• [What you are asked to do] Give back, word for word, the lines in the listing below from the one holding "Target: sea water" down to the one holding "pixel 1226 480", both ends included.

### Entries supplied

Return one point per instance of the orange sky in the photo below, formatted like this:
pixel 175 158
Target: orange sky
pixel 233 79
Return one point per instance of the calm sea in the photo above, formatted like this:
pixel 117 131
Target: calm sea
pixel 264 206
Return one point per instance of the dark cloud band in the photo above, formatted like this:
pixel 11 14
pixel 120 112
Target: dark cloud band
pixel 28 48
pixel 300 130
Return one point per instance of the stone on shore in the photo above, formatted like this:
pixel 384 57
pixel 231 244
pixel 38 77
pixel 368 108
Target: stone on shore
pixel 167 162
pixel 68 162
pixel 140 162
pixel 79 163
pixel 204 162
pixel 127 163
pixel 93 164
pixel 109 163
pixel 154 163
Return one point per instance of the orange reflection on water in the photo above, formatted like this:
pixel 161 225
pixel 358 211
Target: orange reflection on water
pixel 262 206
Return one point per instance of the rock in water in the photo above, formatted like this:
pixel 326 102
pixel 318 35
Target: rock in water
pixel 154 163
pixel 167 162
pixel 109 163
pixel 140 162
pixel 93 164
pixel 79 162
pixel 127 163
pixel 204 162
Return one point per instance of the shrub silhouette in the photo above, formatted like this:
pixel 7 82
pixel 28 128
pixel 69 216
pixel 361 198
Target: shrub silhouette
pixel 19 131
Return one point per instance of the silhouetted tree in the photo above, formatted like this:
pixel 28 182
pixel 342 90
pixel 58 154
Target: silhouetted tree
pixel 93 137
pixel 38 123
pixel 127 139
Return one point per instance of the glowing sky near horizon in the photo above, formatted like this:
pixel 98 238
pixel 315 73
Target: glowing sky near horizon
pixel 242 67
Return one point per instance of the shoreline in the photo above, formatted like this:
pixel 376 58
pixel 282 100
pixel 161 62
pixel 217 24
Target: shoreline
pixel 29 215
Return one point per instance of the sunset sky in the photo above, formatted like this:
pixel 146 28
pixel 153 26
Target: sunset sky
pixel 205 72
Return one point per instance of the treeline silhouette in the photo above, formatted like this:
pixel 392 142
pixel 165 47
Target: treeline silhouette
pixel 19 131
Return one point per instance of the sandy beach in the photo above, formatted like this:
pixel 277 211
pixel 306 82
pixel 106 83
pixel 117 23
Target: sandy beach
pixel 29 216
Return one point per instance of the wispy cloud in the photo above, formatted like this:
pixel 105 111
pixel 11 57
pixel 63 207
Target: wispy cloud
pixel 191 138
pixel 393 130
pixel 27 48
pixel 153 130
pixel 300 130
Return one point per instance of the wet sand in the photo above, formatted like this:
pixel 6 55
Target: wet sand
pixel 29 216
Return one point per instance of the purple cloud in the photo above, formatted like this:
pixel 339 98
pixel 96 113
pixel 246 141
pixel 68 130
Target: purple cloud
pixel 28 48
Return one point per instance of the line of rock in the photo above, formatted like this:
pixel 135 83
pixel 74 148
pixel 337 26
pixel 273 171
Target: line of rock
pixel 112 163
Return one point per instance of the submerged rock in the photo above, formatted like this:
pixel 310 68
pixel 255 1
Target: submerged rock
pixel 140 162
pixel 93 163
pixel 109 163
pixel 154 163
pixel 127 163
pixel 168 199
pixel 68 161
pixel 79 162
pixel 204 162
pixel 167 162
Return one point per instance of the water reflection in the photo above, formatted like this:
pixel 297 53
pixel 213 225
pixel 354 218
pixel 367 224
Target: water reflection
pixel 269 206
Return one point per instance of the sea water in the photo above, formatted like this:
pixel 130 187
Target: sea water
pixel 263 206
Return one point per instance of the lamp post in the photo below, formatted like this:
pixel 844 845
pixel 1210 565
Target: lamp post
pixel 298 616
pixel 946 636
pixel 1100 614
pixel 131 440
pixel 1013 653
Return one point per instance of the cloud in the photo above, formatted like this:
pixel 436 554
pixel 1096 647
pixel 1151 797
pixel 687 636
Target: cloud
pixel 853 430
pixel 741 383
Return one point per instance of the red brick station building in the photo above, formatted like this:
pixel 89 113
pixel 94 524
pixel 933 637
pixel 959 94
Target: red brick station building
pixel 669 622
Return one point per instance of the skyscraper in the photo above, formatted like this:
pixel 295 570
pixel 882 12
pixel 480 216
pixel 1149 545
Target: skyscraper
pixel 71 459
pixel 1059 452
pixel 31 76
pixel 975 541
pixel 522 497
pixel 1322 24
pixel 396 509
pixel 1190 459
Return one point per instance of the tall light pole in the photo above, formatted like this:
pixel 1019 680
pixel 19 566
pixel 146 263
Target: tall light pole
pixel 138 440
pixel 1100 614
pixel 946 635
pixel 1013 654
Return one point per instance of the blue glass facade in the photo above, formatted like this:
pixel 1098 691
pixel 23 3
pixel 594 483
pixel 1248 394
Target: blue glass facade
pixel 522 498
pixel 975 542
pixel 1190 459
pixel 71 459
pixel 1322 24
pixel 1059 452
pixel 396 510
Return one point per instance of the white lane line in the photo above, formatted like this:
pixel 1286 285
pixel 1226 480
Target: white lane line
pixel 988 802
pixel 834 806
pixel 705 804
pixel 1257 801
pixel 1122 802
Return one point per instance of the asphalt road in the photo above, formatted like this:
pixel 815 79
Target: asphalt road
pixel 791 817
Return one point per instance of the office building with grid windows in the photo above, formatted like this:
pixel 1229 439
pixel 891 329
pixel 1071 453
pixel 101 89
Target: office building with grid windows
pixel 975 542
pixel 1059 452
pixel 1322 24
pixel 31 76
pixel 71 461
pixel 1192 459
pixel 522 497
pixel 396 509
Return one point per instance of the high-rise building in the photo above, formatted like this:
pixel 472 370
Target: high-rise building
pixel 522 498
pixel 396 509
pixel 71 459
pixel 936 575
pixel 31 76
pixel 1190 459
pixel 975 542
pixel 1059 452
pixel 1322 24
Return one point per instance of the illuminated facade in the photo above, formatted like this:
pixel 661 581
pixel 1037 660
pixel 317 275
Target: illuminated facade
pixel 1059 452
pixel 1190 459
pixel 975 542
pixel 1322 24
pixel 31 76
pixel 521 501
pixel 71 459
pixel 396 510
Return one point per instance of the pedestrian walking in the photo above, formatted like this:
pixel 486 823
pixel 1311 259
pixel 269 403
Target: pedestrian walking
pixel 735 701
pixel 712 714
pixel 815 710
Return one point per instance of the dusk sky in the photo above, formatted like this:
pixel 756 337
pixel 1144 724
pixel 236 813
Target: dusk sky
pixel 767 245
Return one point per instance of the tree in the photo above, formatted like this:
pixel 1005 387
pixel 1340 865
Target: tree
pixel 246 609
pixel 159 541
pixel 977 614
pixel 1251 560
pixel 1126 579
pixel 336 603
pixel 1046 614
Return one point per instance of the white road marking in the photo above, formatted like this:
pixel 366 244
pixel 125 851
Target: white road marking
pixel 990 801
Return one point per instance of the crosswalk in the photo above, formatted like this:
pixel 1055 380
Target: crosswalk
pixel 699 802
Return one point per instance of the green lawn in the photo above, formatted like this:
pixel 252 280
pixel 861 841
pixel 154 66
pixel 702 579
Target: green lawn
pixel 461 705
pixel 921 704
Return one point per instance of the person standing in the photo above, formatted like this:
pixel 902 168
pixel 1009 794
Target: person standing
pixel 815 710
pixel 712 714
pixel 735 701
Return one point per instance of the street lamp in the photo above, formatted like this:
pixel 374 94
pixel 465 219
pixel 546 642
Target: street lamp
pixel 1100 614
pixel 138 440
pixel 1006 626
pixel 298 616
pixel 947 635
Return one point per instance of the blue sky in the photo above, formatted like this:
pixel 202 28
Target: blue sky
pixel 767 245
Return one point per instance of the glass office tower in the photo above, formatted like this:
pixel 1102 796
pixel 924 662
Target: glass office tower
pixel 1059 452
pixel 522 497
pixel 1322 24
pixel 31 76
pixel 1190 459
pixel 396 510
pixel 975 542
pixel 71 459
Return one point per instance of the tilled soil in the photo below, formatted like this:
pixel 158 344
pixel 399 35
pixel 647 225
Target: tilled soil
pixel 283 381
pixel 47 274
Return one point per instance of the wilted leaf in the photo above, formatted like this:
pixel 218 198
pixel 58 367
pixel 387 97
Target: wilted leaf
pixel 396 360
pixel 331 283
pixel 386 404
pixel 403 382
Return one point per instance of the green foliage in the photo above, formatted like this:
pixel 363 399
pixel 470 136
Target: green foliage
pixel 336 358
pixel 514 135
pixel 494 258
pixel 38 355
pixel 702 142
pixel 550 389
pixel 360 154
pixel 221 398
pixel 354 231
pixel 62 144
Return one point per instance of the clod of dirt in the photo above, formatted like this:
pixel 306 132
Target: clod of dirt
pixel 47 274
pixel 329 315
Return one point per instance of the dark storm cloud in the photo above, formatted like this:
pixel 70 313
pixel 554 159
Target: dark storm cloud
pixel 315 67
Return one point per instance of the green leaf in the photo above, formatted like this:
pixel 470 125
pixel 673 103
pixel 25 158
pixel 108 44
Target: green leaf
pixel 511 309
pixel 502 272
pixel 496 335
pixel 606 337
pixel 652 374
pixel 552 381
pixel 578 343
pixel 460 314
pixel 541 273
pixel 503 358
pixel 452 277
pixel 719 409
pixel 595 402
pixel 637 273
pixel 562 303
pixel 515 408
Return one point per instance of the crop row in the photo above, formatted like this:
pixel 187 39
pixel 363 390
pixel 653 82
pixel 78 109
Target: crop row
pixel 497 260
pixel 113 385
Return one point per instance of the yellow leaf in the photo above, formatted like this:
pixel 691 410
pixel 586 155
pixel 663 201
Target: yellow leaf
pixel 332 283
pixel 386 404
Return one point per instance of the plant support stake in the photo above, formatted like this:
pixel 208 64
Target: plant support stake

######

• [Final answer]
Target: sea water
pixel 263 206
Return one point per instance of the lamp post in the photo below, formatted like this:
pixel 844 845
pixel 1210 565
Target: lamp post
pixel 298 616
pixel 946 636
pixel 1100 614
pixel 131 440
pixel 1013 653
Return one point per instance of the cloud in the photo above, formatted like this:
pixel 436 554
pixel 1096 647
pixel 1151 797
pixel 687 636
Target: cloud
pixel 853 430
pixel 741 383
Return one point per instance of the red brick station building in the photo above, formatted like this:
pixel 89 113
pixel 94 524
pixel 933 637
pixel 959 94
Target: red brick station building
pixel 669 622
Return one point per instance of the skyscraper in the photo above, formatted like this:
pixel 295 570
pixel 882 12
pixel 480 216
pixel 1149 545
Target: skyscraper
pixel 71 459
pixel 1059 452
pixel 31 76
pixel 975 541
pixel 522 497
pixel 1322 24
pixel 396 509
pixel 1190 459
Return one point per instance of the tall light pole in the photo above, formatted like this:
pixel 1019 680
pixel 19 566
pixel 146 263
Target: tall light pole
pixel 138 440
pixel 1100 614
pixel 946 635
pixel 1013 654
Return one point per instance of the blue glass facade in the photo above, formatted like this:
pixel 1098 691
pixel 23 3
pixel 594 483
pixel 1248 394
Target: blue glass facade
pixel 522 498
pixel 975 542
pixel 1190 459
pixel 71 459
pixel 1322 24
pixel 1059 452
pixel 396 510
Return one point per instance of the white lane line in the photo above, formatted like this:
pixel 1286 285
pixel 1226 480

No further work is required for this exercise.